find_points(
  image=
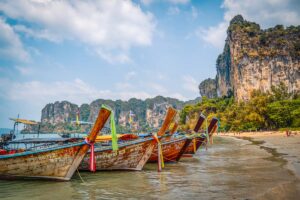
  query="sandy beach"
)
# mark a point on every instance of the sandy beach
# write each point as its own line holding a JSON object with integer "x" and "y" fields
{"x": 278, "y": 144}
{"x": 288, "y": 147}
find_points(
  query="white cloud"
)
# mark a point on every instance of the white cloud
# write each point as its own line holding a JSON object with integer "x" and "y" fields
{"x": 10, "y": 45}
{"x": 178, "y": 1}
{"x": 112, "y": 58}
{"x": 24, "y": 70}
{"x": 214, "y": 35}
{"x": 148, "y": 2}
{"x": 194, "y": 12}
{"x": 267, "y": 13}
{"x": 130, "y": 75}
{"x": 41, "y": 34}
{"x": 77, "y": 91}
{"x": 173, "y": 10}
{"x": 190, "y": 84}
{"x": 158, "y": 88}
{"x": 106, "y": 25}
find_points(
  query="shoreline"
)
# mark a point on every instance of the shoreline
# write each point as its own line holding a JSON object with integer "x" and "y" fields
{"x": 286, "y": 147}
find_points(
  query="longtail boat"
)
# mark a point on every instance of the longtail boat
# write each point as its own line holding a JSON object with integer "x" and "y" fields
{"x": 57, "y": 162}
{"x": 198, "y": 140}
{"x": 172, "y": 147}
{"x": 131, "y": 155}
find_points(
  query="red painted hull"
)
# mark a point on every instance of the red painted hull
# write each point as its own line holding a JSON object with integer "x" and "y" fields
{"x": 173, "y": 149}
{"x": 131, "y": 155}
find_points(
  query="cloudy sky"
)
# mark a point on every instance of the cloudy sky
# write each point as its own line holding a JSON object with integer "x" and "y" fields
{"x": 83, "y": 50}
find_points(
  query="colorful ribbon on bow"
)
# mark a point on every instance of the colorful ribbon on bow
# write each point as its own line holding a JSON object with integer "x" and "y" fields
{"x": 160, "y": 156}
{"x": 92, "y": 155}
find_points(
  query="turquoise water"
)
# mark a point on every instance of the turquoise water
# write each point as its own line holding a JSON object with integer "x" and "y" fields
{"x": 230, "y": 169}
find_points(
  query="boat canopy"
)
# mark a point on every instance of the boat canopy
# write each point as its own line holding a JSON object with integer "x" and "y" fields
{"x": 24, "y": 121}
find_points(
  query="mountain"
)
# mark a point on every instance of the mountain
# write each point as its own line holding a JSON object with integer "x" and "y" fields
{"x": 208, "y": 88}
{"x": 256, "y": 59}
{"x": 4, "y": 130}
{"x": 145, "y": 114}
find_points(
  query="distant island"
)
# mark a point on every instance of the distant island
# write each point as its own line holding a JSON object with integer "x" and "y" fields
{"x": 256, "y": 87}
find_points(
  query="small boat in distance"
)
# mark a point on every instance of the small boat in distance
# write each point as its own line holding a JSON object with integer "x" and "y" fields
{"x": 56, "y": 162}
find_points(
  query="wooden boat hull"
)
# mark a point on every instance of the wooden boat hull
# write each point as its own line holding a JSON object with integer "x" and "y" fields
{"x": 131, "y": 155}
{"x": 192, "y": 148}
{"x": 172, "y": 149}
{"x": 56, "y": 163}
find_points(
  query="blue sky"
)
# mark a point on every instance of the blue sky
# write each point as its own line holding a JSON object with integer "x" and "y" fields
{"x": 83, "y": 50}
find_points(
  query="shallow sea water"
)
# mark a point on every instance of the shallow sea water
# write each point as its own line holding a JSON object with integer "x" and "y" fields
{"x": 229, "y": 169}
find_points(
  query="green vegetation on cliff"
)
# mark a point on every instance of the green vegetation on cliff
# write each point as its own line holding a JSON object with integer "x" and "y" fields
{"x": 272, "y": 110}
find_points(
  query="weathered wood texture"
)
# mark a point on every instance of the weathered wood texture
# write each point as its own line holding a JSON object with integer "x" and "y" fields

::::::

* **Exercise**: State the number of lines in the entries above that contain the word "turquoise", and nothing more.

* **Solution for this exercise**: 2